Data records
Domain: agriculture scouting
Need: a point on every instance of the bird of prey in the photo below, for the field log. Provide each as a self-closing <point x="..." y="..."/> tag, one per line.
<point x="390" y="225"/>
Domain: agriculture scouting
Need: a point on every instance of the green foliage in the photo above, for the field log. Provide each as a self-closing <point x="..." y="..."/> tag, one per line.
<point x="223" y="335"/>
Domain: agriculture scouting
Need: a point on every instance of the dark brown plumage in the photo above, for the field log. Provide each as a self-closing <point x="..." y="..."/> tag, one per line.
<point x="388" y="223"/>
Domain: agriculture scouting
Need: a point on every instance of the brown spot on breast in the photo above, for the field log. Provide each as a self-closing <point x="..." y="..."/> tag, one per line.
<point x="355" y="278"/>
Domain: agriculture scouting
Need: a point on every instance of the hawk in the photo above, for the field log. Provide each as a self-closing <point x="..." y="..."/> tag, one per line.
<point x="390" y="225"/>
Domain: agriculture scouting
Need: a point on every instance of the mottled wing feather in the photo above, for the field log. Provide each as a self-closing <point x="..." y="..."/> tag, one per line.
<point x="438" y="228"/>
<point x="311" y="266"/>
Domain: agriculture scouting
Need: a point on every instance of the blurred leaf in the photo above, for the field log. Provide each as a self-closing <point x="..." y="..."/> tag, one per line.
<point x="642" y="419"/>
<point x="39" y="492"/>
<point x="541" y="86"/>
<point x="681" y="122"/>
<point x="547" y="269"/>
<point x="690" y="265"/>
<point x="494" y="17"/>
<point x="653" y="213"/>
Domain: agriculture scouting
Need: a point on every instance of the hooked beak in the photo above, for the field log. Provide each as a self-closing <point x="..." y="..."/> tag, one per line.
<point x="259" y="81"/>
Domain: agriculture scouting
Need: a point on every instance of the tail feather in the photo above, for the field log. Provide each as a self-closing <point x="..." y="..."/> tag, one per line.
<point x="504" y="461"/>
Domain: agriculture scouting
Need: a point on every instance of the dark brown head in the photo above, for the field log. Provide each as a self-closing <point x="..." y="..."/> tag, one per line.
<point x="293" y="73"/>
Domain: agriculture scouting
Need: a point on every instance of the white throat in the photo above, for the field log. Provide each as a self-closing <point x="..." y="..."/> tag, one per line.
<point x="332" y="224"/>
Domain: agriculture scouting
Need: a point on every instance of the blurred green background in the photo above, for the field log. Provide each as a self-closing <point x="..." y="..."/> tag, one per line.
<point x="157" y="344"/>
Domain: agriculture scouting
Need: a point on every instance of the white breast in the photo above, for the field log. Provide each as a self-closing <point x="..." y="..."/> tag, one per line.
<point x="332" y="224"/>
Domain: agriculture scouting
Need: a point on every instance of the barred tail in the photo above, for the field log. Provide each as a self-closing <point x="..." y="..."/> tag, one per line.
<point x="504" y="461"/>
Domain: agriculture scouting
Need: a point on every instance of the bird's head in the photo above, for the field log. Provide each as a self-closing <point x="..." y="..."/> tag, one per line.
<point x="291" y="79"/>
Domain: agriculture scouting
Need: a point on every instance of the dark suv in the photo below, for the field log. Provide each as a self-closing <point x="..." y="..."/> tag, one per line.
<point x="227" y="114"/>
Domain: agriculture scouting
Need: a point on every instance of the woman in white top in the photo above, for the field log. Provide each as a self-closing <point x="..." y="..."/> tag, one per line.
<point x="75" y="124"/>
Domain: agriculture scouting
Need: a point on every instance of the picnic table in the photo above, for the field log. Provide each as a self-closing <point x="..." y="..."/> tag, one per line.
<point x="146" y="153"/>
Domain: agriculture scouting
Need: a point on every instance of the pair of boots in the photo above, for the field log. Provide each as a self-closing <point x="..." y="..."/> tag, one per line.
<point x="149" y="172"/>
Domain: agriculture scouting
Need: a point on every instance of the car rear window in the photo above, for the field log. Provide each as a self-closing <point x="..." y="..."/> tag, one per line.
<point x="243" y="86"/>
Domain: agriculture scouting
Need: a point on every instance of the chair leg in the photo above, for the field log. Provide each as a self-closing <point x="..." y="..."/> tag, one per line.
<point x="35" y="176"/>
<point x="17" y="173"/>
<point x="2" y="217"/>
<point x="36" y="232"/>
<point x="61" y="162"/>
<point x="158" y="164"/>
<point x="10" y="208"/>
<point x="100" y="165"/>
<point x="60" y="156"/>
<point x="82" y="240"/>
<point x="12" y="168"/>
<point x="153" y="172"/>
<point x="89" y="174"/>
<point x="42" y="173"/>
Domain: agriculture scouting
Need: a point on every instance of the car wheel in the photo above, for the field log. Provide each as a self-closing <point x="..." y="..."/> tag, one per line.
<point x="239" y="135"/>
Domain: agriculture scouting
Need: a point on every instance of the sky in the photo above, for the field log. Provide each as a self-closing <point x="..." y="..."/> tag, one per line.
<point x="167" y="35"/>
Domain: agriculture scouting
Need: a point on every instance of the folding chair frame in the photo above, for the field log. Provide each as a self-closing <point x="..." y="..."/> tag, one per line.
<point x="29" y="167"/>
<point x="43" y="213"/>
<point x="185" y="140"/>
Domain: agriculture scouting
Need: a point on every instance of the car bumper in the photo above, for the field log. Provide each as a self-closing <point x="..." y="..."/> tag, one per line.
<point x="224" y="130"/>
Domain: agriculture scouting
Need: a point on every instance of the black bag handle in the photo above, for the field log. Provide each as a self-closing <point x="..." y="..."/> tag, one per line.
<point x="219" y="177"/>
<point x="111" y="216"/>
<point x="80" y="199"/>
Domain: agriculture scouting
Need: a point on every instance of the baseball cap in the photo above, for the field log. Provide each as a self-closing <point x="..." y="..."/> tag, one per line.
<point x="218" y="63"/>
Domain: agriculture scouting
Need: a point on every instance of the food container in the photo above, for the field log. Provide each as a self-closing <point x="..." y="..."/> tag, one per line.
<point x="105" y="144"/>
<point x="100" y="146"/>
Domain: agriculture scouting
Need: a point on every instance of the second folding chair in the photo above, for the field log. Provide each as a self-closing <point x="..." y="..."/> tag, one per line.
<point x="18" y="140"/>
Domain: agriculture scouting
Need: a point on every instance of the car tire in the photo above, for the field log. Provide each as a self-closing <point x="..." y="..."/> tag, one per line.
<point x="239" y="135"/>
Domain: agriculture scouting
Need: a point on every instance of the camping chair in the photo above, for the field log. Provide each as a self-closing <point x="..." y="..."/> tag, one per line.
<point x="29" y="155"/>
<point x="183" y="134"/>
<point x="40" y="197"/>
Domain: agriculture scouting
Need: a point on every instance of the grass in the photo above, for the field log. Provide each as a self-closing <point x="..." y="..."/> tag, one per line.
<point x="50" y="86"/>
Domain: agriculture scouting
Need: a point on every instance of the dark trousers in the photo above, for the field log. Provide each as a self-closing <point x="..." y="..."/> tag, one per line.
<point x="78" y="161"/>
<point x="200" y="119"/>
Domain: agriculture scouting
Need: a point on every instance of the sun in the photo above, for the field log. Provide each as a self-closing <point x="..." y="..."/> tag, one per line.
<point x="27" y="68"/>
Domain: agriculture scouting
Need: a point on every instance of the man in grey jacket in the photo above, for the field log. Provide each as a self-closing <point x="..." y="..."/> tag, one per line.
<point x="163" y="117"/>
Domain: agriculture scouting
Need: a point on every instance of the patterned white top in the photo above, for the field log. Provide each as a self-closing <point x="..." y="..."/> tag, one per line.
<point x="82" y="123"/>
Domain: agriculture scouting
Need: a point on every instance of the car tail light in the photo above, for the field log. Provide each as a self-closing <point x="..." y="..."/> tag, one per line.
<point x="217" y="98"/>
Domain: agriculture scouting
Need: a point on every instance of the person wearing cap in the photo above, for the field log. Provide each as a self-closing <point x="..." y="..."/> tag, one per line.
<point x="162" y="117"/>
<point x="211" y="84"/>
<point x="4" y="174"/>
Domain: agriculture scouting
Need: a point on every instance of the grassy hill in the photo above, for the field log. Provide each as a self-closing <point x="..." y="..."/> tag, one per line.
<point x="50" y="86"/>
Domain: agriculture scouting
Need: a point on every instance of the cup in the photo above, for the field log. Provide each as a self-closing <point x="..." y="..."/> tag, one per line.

**Exercise**
Using the records above, copy exactly the lines from the one containing "Need: a point on every instance of the dark trousers" through the last, inclusive, and nothing else.

**Reply**
Need: a point on every instance of the dark trousers in the photo above, for the field log. Provide each as a self-closing <point x="..." y="..."/> tag, one per line.
<point x="78" y="161"/>
<point x="200" y="119"/>
Domain: agriculture scouting
Need: a point on every instance of the sun in the photo above, for the field log. Provide each as a self-closing <point x="..." y="..."/> tag, one per line.
<point x="27" y="68"/>
Domain: agriculture scouting
Need: a point on every instance of the man in grey jacket in the photo above, for the field log. Provide each as a self-closing <point x="..." y="..."/> tag, one per line.
<point x="163" y="117"/>
Domain: agriculture scouting
Need: a point on every instance of the patterned white top in the photo above, for the field log. Provide each as a self-closing <point x="..." y="..."/> tag, one per line.
<point x="82" y="123"/>
Domain: agriculture scouting
Need: a point on every instance of the car tail light in the photo above, for the field log. Provide each as a self-closing <point x="..." y="..."/> tag, one per line.
<point x="217" y="98"/>
Domain: agriculture scouting
Need: a point on every instance of the person wearing cap in the photo above, for the field log. Provide each as a self-closing <point x="..." y="..."/> tag, one per line.
<point x="162" y="117"/>
<point x="211" y="84"/>
<point x="4" y="174"/>
Domain: agriculture scouting
Need: a point on every instance of the grassy hill in the photo above, for the field log. Provide each as a self-closing <point x="..." y="..."/> tag, one per line.
<point x="50" y="86"/>
Domain: agriculture scouting
Need: a point on every instance of the cup in the photo above, for the field log. Provide each as a self-closing <point x="..." y="..."/> tag, one per line.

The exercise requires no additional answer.